▶ _Work task_
The required output is the lines below from the line containing "Target: handbag" to the line containing "Target: person walking", inclusive, retyped exactly. No other lines belong in it.

▶ _Exercise data_
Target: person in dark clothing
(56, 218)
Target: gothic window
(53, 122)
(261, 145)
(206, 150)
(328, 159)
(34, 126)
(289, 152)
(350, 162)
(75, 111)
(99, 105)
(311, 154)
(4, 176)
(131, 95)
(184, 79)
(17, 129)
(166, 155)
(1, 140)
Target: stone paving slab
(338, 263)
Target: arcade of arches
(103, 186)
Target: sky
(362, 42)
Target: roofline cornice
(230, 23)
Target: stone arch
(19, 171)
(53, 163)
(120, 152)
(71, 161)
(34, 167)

==

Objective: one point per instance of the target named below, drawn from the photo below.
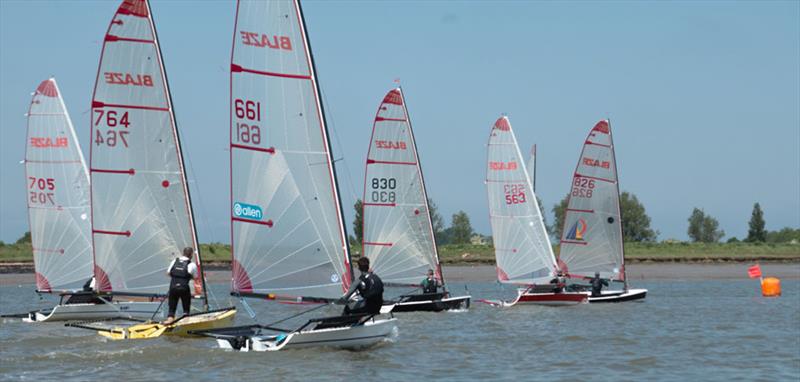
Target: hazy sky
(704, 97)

...

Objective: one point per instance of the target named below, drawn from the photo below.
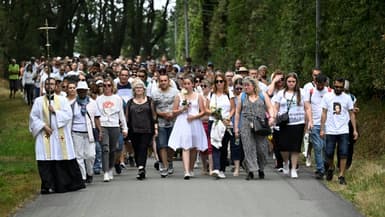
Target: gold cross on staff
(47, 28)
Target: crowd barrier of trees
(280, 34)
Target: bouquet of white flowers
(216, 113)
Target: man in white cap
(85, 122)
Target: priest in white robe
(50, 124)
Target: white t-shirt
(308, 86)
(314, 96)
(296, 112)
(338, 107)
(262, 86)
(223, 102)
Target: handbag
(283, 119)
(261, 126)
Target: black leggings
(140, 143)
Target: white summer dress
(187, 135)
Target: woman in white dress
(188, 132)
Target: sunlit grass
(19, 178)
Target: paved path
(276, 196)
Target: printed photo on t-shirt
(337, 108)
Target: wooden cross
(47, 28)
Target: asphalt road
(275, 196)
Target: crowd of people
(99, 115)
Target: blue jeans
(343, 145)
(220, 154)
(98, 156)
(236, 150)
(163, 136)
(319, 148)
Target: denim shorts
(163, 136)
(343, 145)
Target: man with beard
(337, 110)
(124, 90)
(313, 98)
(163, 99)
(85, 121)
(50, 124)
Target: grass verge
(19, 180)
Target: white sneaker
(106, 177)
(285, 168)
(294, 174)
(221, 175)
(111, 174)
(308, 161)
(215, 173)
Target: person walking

▶ _Solution to this exercise_
Target: handbag
(283, 119)
(261, 126)
Target: black leggings
(140, 143)
Target: white summer dress
(187, 135)
Target: woman in white dress
(188, 132)
Target: sunlit grass
(19, 178)
Target: paved path
(276, 196)
Target: printed photo on t-shirt
(337, 108)
Target: wooden cross
(47, 28)
Target: asphalt road
(275, 196)
Target: crowd of people
(99, 115)
Target: blue jeans
(343, 145)
(220, 154)
(98, 156)
(236, 150)
(163, 136)
(319, 148)
Target: denim shorts
(163, 136)
(343, 145)
Target: man with beard
(337, 110)
(124, 90)
(313, 98)
(163, 99)
(85, 121)
(50, 124)
Target: grass verge
(19, 180)
Target: white sneaker
(106, 177)
(285, 168)
(294, 174)
(221, 175)
(111, 174)
(308, 161)
(215, 173)
Target: person walking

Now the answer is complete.